EXERCISE PASSAGE:
>>>
Village in County Meath, Ireland

Julianstown is a village in County Meath, Ireland. 7 km south-east of Drogheda, it is at the junction of the R132 and R150 roads. In 1641, the Battle of Julianstown was fought here during the Irish Rebellion of 1641.

==History==
The parish of Julianstown is situated in the Barony of Lower Duleek and County Meath, and the parish is part of the Roman Catholic Union of Stamullen. Julianstown is significant in that it contains a bridge across the river Nanny on the road between Dublin and Belfast. One of the earliest mentions of Julianstown commemorates the Battle of Julianstown in 1641, which took place near the bridge. A plaque on the bridge, commemorating the battle, was erected on the bridge in the 1960s. Towards the south of the village is the smaller river Bradan, which flows into the sea at Mosney.

Julianstown was the seat of the Moore family who lived in Julianstown House and occupied the land that now contains the townland of Julianstown West. Taylor and Skinner's 1783 Road Map of Ireland refers to the Moore seat and also shows the Church of Ireland church which still stands today. There is little evidence of any other habitation at that time. Taylor and Skinner also show the milestone in the centre of the village marking 20 Irish miles to Dublin. There is further mention of William Moore in Lewis' Topographical Dictionary of Ireland (1837).

The Moores leased the land from Anglo-Irish landlords, including Anna Disney, the wife of Brabazon William Disney, Dean of Armagh. The land on which the present village sits was leased to Francis and Mary Thornburgh (née Moore) in 1763 by William Moore. In the lease the land was described as:

….. all that dwelling house offices orchard and garden thereunto adjoining known by the name of the Blackhorse Head Inn situate near Julianstown Bridge aforesaid together with the piece of parcel of ground opposite said house containing by common estimation 300 feet in length and 73 feet in depth more or less formerly known by the name of the Malt House bounded on the East by the Turnpike Road and on the North by the said William Moore's ground adjoining the lands called the Corroge with two cabins or tenements standing thereon all of which lands and premises are situate in the Barony of Duleek and County of Meath.

The land was further subleased to Major Charles Pepper of nearby Ballygarth Castle in 1801. In 1856, Pepper made his lease perpetual under legislation of the time, with much of the village centre being built by the Pepper family. Around 1889 the cottages in the village, known as the Swiss Cottages, were built for the estate workers. The original public house in Julianstown was called the Black Horse Inn, and was mail coach inn, where the Lime Kiln pub and restaurant are now situated.

Milling was an important part of Julianstown's heritage and history. In the 19th century, fourteen mills operated along the Nanny either flax or cornmills. The village became inhabited in the early 19th century and in 1869 a forge was established by Bartholomew Tiernan on land adjacent to the Nanny River. Some of his metalwork, commissioned for the cottages can still be seen to this day in Julianstown. In the past Julianstown had a dispensary, courthouse, telephone exchange, a shop, a quarry, a lime kiln and a Garda barracks.
<<<
DATA EXTRACT:
>>>
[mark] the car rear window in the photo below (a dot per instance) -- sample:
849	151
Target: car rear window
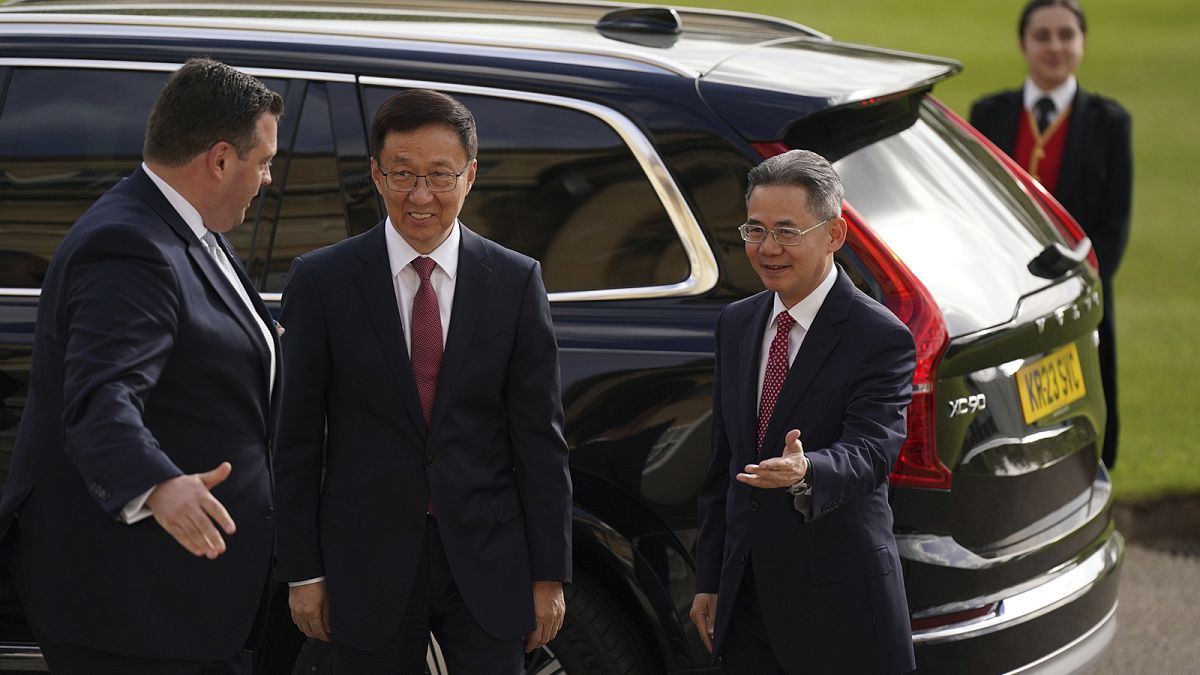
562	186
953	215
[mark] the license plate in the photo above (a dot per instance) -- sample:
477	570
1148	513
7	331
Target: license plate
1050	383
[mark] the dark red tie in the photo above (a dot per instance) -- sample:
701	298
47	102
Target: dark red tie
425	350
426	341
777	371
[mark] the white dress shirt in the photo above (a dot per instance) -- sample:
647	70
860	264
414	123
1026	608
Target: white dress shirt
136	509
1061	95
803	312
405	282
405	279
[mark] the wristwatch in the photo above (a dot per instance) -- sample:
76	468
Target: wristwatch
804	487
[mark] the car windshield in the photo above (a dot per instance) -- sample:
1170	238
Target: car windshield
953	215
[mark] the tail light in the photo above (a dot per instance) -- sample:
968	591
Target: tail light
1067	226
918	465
<<<
DIRECTIONS:
1. In the passage on Julianstown, who established a forge in 1869 on land next to the Nanny River?
2. Retype the part of the passage on Julianstown that runs from "Julianstown is a" up to and including "sea at Mosney.".
3. Pick up the passage on Julianstown after its final sentence and keep writing.

EXPECTED RESULTS:
1. Bartholomew Tiernan

2.
Julianstown is a village in County Meath, Ireland. 7 km south-east of Drogheda, it is at the junction of the R132 and R150 roads. In 1641, the Battle of Julianstown was fought here during the Irish Rebellion of 1641.

==History==
The parish of Julianstown is situated in the Barony of Lower Duleek and County Meath, and the parish is part of the Roman Catholic Union of Stamullen. Julianstown is significant in that it contains a bridge across the river Nanny on the road between Dublin and Belfast. One of the earliest mentions of Julianstown commemorates the Battle of Julianstown in 1641, which took place near the bridge. A plaque on the bridge, commemorating the battle, was erected on the bridge in the 1960s. Towards the south of the village is the smaller river Bradan, which flows into the sea at Mosney.

3.
==Local legends==
The history of east Meath and Julianstown, is very much interwoven with that of St Patrick who is reputed to have put a curse on the river Nanny, for which reason no salmon are found in the river. Tradition also has it that the saint made his first convert, who was named Benignus, now Benignus of Armagh, in Mosney Wood, using water from a nearby well to baptise him.

Located within the parish of Julianstown, about 3 kilometres outside of the village, near where the Nanny enters the sea, there is a bee-hive shaped tumulus on the north bank, locally known as Laogh's Tomb.

==Education==
Julianstown has one primary school, Whitecross National School, founded in 1826. As of August 2019, a new "state-of-the-art" building was being constructed, with the 1980s extensions being demolished. As of 2021, these renovations had been completed and the renovated school was officially opened by Bishop Tom Deenihan on 18 November 2023.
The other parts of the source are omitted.